Nach dem Ende des 2. Weltkrieges wurde Deutschland in vier Besatzungszonen aufgeteilt. Die deutschen Ostgebiete wie Schlesien, Ost- und Westpreußen sowie das Sudetenland ordnete man der Sowjetischen Besatzungszone zu.

Kurze Zeit später wurde in einem Dekret der Siegermächte erklärt, dass das gesamte Sudetenland in die Tschechoslowakische Republik, Schlesien an Polen und Ost- und Westpreußen in die Sowjetunion eingegliedert werden. Daraufhin forderten die neuen Machthaber alle Bürger mit deutscher Staatsangehörigkeit auf, umgehend ihre angestammte Heimat zu verlassen und ihren gesamten Besitz ohne jegliche Entschädigung an die Staaten der Tschechoslowakei, der Sowjetunion und Polen zu übergeben. Wer dieser Aufforderung nicht innerhalb einer bestimmten Frist nachkam, dem drohte die Zwangsdeportation in den Osten Russlands. Einige deutsche Bewohner dieser Ostgebiete, die trotz aller Drohungen, sich von ihren teils sehr großen Besitztümern (Industriebetrieben, Guts- und Bauernhöfen) nicht trennen wollten, wurden kurz darauf verhaftet und in Arbeitslager nach Sibirien oder dem Kaukasus verschleppt.

All jene Heimatvertriebene, die im Zeitraum von 1945 – 1946 noch rechtzeitig ihre Heimat verließen und verarmt in die Westdeutsche Amerikanische Besatzungszone flüchteten, wurden in Flüchtlingslagern aufgefangen und mit dem Notwendigsten an Verpflegung und Kleidung versorgt. Flüchtlingslager befanden sich in unserer Gegend in Stamsried und Wetterfeld. Jedoch nur wenige, die Glück hatten und bei hilfsbereiten Privatleuten Aufnahme fanden, konnten durch Mithilfe im Haushalt oder Landwirtschaft ihre schlimme Versorgungslage dadurch etwas verbessern.

Als aber nach einigen Jahren der Vertreibung und vergebener Hoffnung keine Aussicht mehr auf Rückkehr in ihre Heimat bestand, begannen viele Heimatvertriebene sich wieder eine neue Existenz zu errichten.

Eines der bekanntesten Gebiete in unserer Gegend ist die heutige Industriestadt Neutraubling bei Regensburg. Aber auch eine idyllische Waldlichtung am Rande des Bayerischen Waldes zählte ebenfalls zu einem solchen verheißungsvollen Siedlungsgebiet.

============

Zu erledigen
1 – Übertrage aus dem Text über die Heimatvertriebenen alles von „All jene Heimatvertriebene, die“ bis hinunter zu „Existenz zu errichten.“ wortgetreu.
2 – An welchen Orten der Gegend befanden sich laut dem Text über die Heimatvertriebenen Flüchtlingslager?

============

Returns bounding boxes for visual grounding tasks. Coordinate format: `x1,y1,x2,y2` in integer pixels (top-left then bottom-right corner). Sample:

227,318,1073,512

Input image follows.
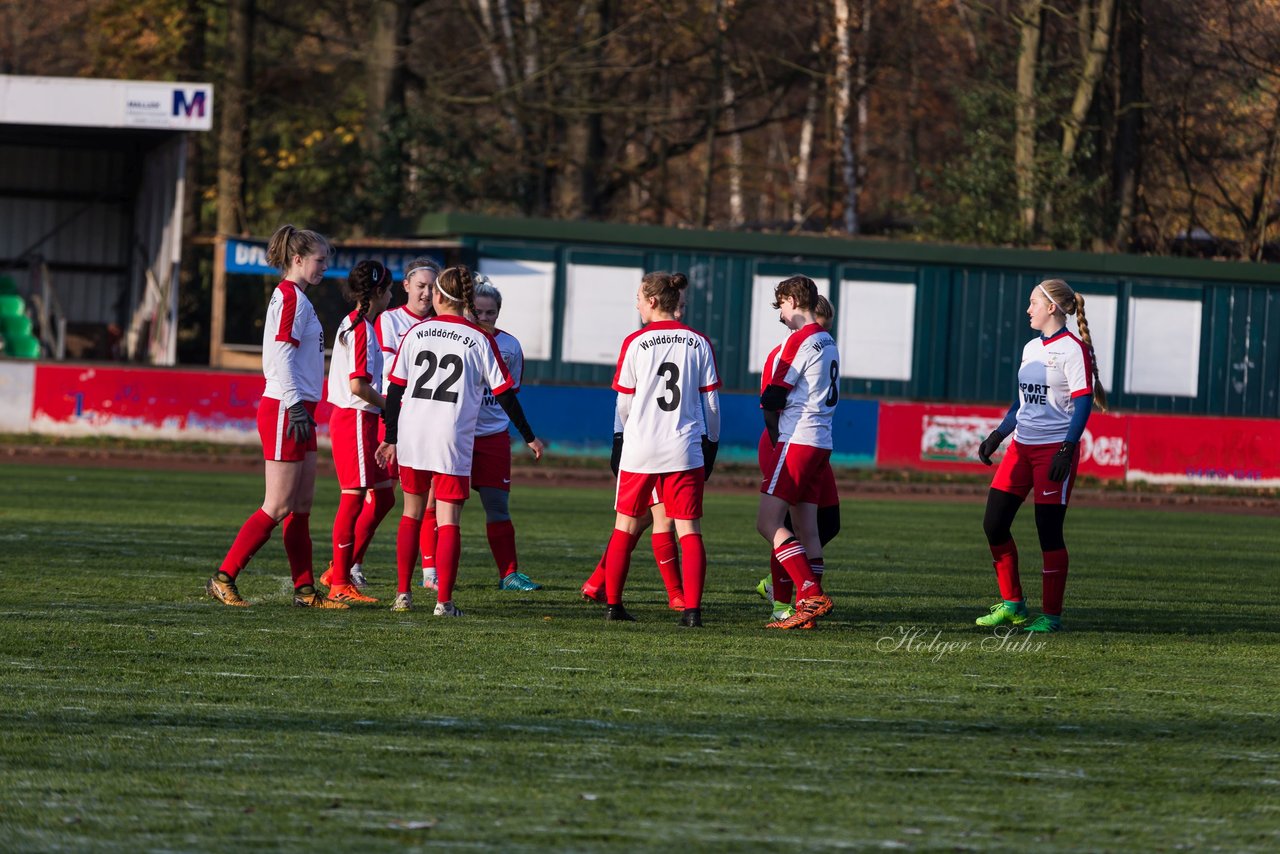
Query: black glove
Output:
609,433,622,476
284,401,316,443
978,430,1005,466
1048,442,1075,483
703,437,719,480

============

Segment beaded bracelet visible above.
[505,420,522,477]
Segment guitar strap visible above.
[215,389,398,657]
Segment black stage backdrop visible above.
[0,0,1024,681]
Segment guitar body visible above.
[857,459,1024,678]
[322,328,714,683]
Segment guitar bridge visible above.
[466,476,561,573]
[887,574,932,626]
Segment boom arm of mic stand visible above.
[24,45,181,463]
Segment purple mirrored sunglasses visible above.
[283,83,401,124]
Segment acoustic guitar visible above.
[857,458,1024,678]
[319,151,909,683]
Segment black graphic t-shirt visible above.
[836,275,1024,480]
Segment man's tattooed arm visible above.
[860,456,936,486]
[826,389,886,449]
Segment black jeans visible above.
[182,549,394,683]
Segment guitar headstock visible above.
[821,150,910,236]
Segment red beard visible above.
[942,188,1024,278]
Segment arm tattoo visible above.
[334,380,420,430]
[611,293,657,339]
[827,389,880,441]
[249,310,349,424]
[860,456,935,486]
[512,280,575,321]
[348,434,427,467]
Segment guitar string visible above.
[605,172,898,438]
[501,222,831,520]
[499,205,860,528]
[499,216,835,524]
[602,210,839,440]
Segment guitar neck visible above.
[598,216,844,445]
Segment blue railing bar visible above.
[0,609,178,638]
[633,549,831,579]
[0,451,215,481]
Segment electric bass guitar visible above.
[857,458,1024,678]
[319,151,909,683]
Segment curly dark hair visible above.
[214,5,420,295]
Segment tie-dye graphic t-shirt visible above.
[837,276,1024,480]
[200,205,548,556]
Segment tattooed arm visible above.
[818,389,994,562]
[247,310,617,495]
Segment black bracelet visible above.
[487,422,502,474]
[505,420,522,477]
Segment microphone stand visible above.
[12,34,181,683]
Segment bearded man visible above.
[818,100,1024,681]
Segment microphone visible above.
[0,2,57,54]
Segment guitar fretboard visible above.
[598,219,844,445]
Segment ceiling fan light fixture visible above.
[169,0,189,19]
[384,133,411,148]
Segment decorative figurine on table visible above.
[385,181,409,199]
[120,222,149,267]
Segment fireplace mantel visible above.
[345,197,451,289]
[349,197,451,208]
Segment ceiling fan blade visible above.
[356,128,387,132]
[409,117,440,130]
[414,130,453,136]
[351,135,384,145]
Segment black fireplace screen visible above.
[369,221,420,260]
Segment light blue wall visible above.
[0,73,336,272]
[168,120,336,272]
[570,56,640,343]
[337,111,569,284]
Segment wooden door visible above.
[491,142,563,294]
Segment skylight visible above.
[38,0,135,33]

============

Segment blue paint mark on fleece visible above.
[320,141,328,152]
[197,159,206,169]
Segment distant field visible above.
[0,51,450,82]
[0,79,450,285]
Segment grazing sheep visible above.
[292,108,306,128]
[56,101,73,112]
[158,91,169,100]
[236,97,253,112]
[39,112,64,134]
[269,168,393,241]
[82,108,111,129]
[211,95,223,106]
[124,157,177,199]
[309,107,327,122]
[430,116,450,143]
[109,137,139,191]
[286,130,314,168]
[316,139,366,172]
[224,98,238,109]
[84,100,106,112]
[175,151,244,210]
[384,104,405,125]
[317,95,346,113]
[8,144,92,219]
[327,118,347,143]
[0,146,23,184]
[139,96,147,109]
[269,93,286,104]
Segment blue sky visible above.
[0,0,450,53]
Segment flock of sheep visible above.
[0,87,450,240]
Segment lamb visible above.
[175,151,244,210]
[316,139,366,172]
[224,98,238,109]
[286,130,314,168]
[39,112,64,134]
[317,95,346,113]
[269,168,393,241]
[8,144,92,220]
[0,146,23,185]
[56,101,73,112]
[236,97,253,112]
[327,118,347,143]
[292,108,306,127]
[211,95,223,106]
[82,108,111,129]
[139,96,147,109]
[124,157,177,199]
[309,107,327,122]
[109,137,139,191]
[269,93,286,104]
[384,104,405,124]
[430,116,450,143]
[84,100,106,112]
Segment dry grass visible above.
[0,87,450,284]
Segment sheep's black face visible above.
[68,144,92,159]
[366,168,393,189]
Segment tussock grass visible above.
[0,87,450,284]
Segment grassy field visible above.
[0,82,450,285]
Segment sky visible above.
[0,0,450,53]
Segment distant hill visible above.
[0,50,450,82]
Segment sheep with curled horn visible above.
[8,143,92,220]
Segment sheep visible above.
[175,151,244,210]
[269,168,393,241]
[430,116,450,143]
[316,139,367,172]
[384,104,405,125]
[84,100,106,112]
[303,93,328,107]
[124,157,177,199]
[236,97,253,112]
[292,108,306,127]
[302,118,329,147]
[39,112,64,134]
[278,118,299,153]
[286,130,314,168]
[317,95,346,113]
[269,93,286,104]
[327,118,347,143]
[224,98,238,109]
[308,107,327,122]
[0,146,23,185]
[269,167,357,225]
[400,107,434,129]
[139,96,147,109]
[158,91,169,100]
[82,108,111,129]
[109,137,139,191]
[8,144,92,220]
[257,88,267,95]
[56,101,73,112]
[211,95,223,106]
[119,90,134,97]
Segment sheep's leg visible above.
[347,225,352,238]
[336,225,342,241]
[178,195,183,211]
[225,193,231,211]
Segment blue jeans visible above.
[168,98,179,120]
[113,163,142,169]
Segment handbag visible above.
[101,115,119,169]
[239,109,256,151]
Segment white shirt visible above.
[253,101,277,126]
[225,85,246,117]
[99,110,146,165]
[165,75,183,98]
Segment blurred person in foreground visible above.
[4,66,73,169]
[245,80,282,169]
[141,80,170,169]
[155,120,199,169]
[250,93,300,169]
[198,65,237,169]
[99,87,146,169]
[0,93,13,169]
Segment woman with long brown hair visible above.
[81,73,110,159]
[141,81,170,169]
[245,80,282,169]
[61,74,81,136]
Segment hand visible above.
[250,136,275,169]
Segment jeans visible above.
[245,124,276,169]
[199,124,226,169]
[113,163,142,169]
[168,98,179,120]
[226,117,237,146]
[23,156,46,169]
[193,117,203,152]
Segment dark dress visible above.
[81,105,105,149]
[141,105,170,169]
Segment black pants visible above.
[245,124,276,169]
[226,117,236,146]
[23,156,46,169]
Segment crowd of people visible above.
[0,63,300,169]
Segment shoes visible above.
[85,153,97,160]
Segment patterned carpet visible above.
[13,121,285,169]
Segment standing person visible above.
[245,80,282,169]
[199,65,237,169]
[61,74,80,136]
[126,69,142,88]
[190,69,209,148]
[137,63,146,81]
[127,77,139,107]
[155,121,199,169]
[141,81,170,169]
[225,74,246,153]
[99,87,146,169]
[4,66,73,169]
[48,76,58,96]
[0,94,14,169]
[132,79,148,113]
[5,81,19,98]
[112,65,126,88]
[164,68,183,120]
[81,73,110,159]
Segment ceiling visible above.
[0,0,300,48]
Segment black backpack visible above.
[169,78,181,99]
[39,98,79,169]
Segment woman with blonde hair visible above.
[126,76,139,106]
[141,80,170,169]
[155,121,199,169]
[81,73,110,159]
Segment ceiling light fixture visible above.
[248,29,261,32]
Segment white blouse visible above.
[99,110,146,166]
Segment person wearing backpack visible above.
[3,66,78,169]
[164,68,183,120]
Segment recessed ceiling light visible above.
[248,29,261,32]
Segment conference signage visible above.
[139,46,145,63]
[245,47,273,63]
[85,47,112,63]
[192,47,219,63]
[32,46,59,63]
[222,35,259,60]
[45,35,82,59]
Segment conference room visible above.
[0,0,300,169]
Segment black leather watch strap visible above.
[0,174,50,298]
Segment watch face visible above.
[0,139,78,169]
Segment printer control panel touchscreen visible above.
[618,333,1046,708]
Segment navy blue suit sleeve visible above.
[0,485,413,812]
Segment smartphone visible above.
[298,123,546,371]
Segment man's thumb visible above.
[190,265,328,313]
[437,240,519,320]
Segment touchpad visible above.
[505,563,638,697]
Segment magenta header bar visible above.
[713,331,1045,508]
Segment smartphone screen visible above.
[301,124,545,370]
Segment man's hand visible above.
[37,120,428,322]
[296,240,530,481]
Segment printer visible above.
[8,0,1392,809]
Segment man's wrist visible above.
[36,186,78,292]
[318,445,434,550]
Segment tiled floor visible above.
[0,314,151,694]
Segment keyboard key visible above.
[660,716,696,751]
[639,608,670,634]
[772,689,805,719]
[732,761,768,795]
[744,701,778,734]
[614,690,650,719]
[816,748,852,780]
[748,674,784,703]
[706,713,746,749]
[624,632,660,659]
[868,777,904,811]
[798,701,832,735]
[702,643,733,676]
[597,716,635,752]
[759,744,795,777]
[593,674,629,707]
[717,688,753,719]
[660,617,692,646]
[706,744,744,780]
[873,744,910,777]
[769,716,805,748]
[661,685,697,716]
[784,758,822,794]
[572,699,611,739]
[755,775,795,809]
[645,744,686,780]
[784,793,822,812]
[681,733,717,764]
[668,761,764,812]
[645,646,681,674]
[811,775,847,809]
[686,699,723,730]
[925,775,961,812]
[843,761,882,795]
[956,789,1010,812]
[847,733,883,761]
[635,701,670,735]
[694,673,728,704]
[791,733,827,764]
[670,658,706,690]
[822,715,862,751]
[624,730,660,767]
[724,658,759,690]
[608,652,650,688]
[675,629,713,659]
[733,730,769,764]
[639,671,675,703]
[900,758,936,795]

============

Lösungen
1 –
All jene Heimatvertriebene, die im Zeitraum von 1945 – 1946 noch rechtzeitig ihre Heimat verließen und verarmt in die Westdeutsche Amerikanische Besatzungszone flüchteten, wurden in Flüchtlingslagern aufgefangen und mit dem Notwendigsten an Verpflegung und Kleidung versorgt. Flüchtlingslager befanden sich in unserer Gegend in Stamsried und Wetterfeld. Jedoch nur wenige, die Glück hatten und bei hilfsbereiten Privatleuten Aufnahme fanden, konnten durch Mithilfe im Haushalt oder Landwirtschaft ihre schlimme Versorgungslage dadurch etwas verbessern.

Als aber nach einigen Jahren der Vertreibung und vergebener Hoffnung keine Aussicht mehr auf Rückkehr in ihre Heimat bestand, begannen viele Heimatvertriebene sich wieder eine neue Existenz zu errichten.

2 – In Stamsried und Wetterfeld.